What to work on =
Reproduce, with no edits, the line that contains "Query: bison beard" and all the lines that follow it, ending with the last line of the records.

**** Supplied records

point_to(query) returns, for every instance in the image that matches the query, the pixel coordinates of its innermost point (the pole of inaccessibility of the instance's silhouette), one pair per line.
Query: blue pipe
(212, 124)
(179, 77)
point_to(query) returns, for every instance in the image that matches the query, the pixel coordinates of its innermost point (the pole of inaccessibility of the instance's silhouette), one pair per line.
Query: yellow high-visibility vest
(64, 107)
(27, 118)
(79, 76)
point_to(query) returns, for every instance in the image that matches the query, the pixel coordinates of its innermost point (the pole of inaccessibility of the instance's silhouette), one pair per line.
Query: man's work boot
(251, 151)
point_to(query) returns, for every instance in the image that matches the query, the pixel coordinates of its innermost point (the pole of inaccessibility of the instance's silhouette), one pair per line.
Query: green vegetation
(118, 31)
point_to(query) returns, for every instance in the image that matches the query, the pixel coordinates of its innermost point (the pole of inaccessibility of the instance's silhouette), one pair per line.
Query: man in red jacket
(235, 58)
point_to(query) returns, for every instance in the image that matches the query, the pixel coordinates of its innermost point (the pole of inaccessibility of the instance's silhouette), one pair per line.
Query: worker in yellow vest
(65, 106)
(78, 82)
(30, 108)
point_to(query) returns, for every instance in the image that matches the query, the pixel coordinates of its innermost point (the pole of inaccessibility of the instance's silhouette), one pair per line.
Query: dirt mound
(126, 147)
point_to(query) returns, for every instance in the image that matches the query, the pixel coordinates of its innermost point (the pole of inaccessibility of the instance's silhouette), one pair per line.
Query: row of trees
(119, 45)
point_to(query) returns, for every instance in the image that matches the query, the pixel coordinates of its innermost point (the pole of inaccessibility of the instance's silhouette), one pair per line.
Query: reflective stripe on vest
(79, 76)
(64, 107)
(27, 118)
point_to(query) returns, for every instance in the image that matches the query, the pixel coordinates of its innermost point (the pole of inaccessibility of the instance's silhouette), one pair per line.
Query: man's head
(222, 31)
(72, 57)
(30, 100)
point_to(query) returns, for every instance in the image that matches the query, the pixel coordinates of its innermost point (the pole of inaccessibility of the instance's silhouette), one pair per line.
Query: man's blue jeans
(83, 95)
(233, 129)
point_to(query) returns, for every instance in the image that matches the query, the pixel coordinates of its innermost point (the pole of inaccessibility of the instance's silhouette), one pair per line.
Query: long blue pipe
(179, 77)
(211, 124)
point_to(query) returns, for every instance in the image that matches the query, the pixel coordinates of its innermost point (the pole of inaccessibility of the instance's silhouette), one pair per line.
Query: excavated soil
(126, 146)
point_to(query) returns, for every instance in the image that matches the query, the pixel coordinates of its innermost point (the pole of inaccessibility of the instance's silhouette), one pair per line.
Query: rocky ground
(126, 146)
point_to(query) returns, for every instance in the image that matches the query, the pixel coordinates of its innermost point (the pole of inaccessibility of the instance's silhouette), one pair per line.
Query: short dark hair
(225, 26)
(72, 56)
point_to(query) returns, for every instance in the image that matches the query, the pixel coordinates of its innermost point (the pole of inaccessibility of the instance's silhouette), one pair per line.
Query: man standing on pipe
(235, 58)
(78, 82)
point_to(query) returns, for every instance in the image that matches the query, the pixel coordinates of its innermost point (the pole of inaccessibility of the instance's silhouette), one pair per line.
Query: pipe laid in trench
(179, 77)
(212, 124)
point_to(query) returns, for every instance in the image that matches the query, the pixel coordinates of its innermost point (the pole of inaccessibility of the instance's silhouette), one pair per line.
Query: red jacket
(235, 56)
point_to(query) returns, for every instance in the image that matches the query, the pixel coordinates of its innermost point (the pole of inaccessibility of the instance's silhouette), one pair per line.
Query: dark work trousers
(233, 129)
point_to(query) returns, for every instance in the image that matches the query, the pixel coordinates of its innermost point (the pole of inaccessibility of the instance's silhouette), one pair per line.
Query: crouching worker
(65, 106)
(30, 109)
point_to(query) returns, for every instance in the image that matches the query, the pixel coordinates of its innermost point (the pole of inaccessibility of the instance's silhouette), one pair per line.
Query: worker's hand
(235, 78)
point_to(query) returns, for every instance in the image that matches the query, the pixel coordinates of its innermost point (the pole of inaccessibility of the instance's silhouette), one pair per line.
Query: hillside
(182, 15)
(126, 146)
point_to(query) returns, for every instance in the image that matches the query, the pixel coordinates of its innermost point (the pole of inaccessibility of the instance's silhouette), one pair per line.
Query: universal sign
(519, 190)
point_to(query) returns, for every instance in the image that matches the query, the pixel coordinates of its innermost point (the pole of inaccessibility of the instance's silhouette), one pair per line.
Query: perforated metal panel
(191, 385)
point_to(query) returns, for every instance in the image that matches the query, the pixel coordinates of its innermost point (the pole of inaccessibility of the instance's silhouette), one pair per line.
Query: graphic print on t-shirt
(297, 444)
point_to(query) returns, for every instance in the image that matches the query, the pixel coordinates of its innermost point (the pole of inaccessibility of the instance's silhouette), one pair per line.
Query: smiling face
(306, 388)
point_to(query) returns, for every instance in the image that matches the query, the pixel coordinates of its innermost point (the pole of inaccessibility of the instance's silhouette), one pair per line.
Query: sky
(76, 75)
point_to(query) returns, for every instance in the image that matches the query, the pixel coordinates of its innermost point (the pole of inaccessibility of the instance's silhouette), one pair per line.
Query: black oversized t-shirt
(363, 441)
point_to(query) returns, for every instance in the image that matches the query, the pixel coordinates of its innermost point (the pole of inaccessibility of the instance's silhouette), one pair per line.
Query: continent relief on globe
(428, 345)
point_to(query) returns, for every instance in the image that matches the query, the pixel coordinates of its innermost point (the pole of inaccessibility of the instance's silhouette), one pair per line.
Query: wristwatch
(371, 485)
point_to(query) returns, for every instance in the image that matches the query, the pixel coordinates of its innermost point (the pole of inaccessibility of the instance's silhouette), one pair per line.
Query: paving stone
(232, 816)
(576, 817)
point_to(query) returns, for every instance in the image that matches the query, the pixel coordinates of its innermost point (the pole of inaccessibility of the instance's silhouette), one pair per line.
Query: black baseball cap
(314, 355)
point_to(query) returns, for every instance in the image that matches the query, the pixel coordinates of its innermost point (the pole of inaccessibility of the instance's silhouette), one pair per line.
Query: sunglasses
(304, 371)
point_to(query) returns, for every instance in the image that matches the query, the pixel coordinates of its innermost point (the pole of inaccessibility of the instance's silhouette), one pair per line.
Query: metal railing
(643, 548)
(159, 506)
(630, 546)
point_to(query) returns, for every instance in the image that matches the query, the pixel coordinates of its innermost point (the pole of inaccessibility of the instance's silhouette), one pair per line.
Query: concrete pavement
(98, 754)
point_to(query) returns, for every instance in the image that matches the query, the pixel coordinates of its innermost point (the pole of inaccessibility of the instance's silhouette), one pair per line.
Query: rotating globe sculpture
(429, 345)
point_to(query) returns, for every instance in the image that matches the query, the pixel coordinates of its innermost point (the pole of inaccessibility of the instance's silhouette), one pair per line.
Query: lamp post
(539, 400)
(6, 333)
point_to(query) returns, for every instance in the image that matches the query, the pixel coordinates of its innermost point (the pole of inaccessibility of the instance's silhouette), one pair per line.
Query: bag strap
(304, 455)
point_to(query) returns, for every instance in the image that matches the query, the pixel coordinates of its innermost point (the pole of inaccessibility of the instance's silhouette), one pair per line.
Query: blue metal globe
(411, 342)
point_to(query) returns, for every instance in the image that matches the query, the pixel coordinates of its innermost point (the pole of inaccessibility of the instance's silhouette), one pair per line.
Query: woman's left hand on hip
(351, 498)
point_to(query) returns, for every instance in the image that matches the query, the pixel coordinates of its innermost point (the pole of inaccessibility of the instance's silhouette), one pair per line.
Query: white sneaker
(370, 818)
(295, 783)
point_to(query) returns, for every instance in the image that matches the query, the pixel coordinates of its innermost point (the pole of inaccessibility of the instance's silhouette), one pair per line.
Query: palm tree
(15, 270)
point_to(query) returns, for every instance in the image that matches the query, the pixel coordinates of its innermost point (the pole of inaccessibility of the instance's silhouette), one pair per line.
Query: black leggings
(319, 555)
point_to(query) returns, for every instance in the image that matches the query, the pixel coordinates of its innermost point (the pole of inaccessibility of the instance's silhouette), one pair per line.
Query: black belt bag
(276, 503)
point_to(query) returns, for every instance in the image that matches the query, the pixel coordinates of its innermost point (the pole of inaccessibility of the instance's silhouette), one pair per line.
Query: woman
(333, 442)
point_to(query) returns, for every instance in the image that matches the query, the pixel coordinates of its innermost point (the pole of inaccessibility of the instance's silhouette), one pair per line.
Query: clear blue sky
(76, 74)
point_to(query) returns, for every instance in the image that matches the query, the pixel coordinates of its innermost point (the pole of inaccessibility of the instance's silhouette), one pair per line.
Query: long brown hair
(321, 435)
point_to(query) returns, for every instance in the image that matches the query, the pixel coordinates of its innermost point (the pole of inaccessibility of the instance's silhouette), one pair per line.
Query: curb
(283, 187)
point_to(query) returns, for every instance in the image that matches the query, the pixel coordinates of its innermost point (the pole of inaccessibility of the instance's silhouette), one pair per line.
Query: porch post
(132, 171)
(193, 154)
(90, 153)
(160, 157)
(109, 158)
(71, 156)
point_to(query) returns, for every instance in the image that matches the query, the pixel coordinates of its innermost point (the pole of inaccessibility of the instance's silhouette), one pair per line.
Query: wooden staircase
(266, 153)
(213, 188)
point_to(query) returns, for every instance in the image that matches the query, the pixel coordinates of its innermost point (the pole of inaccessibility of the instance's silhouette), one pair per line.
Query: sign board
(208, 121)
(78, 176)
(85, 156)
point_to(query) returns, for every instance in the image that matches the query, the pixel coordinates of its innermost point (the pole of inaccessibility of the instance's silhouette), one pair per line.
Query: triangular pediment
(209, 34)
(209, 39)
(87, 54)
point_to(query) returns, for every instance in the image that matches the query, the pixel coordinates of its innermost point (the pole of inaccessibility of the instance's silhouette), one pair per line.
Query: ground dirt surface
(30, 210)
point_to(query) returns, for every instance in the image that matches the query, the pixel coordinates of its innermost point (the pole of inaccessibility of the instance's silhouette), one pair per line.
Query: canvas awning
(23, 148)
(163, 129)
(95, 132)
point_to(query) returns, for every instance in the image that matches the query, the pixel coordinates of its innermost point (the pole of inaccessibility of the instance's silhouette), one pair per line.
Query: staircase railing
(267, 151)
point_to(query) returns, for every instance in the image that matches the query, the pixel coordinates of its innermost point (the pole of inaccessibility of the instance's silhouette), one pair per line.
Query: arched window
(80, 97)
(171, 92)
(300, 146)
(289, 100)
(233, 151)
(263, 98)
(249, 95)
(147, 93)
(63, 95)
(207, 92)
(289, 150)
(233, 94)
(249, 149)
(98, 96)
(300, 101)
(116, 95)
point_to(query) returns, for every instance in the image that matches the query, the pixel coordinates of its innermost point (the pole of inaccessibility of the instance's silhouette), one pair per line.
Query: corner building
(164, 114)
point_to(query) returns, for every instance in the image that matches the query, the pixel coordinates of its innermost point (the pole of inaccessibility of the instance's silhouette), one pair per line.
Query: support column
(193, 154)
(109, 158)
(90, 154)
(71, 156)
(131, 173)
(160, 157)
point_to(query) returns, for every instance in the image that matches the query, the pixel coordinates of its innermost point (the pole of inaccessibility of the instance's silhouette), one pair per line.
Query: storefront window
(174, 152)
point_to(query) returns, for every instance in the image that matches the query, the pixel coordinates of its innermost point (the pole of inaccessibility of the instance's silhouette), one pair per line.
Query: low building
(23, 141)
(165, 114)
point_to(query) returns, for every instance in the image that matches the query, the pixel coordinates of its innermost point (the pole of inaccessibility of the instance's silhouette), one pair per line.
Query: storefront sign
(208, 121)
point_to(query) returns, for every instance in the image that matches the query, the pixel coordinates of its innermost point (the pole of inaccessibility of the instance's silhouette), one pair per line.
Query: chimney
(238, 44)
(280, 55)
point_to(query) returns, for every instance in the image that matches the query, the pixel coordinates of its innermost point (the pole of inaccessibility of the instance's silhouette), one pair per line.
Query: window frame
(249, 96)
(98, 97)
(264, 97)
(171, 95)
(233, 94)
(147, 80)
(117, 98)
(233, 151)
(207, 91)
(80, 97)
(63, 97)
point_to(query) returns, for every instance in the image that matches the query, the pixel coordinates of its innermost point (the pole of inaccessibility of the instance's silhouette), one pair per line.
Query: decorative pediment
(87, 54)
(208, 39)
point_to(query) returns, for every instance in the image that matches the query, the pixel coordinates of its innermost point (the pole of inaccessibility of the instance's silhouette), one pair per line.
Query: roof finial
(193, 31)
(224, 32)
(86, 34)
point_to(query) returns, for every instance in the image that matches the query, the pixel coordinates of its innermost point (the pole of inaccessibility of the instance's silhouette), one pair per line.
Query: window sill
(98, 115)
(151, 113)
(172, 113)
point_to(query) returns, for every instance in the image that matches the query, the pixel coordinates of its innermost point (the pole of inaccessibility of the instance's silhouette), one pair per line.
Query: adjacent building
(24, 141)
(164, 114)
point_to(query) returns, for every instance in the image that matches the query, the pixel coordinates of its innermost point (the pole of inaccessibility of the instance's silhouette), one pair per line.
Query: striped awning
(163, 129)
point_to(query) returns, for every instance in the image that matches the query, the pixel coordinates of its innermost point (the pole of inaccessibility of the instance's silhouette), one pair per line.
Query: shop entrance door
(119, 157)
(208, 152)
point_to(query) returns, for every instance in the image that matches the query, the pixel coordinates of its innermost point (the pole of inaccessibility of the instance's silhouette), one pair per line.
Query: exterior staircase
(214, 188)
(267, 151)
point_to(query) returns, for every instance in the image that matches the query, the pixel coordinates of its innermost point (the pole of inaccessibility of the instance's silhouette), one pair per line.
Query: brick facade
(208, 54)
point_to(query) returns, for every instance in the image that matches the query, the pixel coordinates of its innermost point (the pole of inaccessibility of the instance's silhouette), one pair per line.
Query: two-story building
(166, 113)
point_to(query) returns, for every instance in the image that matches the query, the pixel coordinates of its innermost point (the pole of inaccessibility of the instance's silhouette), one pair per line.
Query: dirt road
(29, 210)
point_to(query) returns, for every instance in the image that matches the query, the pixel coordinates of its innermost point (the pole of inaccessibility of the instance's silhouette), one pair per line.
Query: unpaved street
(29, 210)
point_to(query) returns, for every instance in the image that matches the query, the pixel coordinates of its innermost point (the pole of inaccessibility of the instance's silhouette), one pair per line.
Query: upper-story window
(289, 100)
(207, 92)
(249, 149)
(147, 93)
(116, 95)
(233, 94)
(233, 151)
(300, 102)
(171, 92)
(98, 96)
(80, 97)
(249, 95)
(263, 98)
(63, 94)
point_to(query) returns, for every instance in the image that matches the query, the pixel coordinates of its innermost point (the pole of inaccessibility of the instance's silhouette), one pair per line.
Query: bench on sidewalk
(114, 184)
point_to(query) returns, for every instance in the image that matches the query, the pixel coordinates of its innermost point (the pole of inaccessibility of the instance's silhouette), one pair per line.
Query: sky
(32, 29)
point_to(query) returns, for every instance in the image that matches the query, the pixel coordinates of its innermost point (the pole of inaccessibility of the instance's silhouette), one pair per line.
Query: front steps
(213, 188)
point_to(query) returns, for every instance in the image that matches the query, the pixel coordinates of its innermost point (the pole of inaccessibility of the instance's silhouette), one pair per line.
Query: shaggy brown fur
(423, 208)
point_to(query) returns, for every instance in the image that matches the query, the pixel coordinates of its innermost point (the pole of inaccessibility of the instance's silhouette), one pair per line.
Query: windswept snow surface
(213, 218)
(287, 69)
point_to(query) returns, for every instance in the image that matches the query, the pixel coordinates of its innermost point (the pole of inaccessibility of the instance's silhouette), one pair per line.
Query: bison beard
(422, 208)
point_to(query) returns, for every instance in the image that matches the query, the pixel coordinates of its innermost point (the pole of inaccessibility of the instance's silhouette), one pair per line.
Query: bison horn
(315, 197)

********

Written solution =
Query: bison beard
(422, 208)
point_to(query) returns, for every instance in the image that matches the query, the pixel coordinates of its innermost point (the pole of inaccessibility of the instance's silhouette), one pair per line.
Query: bison horn
(315, 197)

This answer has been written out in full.